(AVAILABLE RECORDS Opens)

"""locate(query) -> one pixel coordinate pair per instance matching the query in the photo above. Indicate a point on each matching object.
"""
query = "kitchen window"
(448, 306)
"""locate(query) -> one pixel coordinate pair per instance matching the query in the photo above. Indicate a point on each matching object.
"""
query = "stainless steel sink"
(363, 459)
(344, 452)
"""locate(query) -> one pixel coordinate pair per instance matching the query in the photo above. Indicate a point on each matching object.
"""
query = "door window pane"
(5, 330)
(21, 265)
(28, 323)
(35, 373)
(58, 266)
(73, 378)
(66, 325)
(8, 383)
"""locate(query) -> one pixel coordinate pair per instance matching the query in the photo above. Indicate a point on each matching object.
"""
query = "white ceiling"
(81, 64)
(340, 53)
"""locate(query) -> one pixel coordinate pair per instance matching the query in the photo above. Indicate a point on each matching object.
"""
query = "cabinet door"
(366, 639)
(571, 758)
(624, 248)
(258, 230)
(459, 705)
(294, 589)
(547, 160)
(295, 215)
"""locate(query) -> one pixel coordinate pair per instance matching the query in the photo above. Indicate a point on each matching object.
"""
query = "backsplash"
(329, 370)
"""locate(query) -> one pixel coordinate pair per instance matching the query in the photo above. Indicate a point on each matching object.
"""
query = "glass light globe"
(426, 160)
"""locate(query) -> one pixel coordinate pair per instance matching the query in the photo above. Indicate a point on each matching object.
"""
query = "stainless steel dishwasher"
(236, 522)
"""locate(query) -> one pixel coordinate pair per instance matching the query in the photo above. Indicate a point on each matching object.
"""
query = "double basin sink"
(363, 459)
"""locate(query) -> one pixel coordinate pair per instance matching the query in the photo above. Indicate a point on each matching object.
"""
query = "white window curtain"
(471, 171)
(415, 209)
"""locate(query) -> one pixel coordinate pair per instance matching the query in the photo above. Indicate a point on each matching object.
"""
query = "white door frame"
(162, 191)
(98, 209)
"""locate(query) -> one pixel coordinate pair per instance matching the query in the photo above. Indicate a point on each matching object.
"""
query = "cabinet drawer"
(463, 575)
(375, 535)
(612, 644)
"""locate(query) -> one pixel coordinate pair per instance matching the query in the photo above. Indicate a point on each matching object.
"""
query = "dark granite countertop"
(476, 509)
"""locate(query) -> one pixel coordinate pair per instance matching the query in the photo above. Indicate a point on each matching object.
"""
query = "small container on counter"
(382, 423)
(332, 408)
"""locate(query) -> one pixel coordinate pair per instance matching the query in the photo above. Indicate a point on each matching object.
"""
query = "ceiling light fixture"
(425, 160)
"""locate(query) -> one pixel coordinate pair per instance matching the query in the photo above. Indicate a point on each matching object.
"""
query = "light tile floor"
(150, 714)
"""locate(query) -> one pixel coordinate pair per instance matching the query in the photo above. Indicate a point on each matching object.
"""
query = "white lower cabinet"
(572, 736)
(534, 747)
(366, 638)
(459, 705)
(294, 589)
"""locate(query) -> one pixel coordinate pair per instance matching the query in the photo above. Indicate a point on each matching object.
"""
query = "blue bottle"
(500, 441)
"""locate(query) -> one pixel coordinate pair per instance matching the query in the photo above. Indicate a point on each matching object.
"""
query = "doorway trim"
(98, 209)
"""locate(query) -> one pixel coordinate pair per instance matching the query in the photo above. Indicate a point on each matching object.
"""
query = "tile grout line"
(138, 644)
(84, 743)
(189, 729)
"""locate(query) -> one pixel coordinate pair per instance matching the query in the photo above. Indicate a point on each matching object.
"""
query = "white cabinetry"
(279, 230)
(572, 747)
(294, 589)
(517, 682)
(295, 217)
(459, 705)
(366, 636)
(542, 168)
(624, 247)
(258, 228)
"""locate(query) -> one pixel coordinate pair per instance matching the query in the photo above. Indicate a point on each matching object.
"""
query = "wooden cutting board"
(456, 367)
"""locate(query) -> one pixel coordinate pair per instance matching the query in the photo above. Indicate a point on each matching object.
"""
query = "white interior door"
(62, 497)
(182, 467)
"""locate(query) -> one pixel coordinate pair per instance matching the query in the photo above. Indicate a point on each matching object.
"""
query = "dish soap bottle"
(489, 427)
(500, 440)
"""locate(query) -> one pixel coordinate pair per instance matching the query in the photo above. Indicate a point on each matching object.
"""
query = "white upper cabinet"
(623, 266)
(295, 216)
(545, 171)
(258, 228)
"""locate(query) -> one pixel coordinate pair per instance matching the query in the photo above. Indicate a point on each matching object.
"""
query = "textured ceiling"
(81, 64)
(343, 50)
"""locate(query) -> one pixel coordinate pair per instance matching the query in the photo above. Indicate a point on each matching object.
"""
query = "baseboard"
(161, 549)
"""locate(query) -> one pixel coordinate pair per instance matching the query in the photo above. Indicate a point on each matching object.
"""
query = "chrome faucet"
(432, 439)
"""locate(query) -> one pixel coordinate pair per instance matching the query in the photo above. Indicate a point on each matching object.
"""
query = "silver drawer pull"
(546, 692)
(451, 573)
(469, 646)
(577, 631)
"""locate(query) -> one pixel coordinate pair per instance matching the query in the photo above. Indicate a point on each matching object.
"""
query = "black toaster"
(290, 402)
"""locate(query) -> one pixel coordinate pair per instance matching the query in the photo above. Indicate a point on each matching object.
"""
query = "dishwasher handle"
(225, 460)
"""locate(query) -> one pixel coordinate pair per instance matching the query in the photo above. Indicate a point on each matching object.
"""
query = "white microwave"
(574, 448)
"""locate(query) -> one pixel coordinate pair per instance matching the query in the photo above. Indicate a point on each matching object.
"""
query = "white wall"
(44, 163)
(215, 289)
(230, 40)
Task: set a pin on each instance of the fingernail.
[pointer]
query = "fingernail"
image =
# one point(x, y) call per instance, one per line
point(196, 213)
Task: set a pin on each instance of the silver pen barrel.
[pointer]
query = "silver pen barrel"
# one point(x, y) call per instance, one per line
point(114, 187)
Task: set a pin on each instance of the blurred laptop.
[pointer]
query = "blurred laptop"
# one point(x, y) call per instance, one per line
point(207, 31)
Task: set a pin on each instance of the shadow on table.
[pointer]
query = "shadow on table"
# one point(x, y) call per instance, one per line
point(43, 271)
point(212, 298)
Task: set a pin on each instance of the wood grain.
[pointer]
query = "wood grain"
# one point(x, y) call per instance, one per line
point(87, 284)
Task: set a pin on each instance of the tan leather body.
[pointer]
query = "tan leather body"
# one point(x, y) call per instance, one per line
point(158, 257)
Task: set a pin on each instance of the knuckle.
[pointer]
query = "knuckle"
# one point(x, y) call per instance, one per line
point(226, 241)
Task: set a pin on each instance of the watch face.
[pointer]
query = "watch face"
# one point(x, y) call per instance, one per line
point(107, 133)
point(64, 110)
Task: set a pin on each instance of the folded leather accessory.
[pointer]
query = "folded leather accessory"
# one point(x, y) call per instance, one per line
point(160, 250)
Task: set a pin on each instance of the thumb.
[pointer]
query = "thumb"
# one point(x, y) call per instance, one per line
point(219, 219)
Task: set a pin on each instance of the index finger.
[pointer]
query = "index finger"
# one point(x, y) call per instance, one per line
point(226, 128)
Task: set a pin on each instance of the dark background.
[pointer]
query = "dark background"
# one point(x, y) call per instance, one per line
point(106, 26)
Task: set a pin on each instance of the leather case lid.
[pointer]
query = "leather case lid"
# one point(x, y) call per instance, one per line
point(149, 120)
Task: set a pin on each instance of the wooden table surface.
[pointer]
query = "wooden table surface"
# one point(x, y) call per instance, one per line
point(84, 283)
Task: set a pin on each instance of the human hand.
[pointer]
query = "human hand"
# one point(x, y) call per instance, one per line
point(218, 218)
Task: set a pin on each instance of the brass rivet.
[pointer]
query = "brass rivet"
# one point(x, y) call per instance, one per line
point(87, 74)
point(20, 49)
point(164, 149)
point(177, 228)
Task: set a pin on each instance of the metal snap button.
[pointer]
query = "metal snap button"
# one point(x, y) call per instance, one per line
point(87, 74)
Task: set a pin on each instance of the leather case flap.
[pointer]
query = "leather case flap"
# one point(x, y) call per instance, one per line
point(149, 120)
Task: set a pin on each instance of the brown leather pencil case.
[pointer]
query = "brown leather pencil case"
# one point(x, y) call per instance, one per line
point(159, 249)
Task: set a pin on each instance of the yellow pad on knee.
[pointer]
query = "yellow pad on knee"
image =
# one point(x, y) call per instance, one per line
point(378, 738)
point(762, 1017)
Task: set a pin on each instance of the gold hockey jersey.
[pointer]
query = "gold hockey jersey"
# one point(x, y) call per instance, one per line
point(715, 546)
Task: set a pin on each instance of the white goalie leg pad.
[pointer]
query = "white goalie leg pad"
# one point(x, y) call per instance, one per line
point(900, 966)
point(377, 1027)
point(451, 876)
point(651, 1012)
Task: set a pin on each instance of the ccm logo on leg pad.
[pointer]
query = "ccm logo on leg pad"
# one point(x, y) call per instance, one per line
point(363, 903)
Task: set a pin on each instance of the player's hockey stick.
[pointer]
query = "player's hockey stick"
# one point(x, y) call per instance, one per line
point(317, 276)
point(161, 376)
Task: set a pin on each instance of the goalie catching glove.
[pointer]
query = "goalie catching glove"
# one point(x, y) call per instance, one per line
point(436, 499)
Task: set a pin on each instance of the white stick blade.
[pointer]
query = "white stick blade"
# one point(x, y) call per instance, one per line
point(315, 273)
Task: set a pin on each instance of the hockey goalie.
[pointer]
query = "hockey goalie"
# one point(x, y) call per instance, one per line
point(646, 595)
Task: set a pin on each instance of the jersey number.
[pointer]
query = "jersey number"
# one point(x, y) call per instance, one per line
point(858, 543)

(AVAILABLE RECORDS Closes)

• [PROBLEM TO SOLVE] Where a line in the records above contains the word "fingernail", copy that line.

• [YOUR SOLUTION]
Task: set a pin on each instance of the fingernail.
query = "fingernail"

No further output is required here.